Transcribe the listing below word for word.

Information:
============================================================
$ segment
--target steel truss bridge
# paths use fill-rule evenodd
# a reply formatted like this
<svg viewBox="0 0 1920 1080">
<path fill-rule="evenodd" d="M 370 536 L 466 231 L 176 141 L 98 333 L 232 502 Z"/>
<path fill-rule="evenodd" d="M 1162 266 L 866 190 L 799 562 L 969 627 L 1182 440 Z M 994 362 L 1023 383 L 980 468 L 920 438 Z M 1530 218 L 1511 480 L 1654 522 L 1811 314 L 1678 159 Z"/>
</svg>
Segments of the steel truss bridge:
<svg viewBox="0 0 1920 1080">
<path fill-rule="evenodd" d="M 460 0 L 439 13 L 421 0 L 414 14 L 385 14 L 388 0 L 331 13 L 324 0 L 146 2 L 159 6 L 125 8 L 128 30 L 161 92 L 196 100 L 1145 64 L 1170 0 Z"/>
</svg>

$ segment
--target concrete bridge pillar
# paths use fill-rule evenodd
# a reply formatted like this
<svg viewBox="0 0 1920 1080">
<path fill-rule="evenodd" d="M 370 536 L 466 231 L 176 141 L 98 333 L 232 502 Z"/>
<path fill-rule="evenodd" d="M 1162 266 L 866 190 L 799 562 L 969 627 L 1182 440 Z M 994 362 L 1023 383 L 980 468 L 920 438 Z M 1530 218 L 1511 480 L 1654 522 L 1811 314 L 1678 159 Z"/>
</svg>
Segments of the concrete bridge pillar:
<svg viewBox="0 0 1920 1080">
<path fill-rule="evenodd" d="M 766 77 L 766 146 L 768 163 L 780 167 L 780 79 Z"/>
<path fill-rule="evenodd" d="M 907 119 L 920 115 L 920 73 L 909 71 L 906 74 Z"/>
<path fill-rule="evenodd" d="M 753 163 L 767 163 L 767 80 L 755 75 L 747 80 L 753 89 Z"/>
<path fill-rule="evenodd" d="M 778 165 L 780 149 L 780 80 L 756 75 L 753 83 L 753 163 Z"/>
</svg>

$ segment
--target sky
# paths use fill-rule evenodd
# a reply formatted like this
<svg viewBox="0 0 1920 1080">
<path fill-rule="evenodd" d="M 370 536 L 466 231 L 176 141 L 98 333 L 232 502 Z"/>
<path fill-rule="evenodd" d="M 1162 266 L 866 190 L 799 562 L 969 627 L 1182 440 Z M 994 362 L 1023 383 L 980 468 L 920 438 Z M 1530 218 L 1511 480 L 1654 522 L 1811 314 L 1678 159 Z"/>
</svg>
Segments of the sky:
============================================================
Solution to the problem:
$ segment
--target steel truss bridge
# paths use fill-rule evenodd
# a reply formatted like this
<svg viewBox="0 0 1920 1080">
<path fill-rule="evenodd" d="M 370 536 L 466 231 L 176 141 L 98 333 L 232 502 Z"/>
<path fill-rule="evenodd" d="M 1162 266 L 866 190 L 799 562 L 969 627 L 1182 440 Z M 994 362 L 1023 383 L 980 468 L 920 438 Z M 1530 218 L 1511 480 L 1654 522 L 1811 314 L 1678 159 Z"/>
</svg>
Segments of the steel truss bridge:
<svg viewBox="0 0 1920 1080">
<path fill-rule="evenodd" d="M 460 0 L 439 13 L 421 0 L 414 14 L 385 14 L 388 0 L 331 13 L 324 0 L 146 2 L 159 6 L 125 8 L 128 30 L 161 92 L 196 100 L 1145 64 L 1170 0 Z"/>
</svg>

$ segment
--target concrete bridge pillar
# paths use fill-rule evenodd
# a reply formatted like this
<svg viewBox="0 0 1920 1080">
<path fill-rule="evenodd" d="M 370 536 L 466 231 L 176 141 L 98 333 L 232 502 Z"/>
<path fill-rule="evenodd" d="M 1162 266 L 866 190 L 799 562 L 969 627 L 1182 440 Z M 994 362 L 1023 383 L 980 468 L 920 438 Z M 1530 218 L 1511 480 L 1654 522 L 1811 314 L 1678 159 Z"/>
</svg>
Segments of the concrete bridge pillar:
<svg viewBox="0 0 1920 1080">
<path fill-rule="evenodd" d="M 766 77 L 766 146 L 768 163 L 780 167 L 780 79 Z"/>
<path fill-rule="evenodd" d="M 907 119 L 920 115 L 920 73 L 909 71 L 906 74 Z"/>
<path fill-rule="evenodd" d="M 753 163 L 767 163 L 767 80 L 755 75 L 747 80 L 753 89 Z"/>
<path fill-rule="evenodd" d="M 778 165 L 780 149 L 780 80 L 756 75 L 753 83 L 753 163 Z"/>
</svg>

$ segment
--target sky
# paths use fill-rule evenodd
# a reply formatted like this
<svg viewBox="0 0 1920 1080">
<path fill-rule="evenodd" d="M 370 536 L 466 231 L 176 141 L 98 333 L 232 502 Z"/>
<path fill-rule="evenodd" d="M 1162 266 L 866 190 L 799 562 L 969 627 L 1182 440 Z M 994 362 L 1023 383 L 980 468 L 920 438 Z M 1530 218 L 1511 480 L 1654 522 L 1811 314 L 1678 159 Z"/>
</svg>
Segments of the sky:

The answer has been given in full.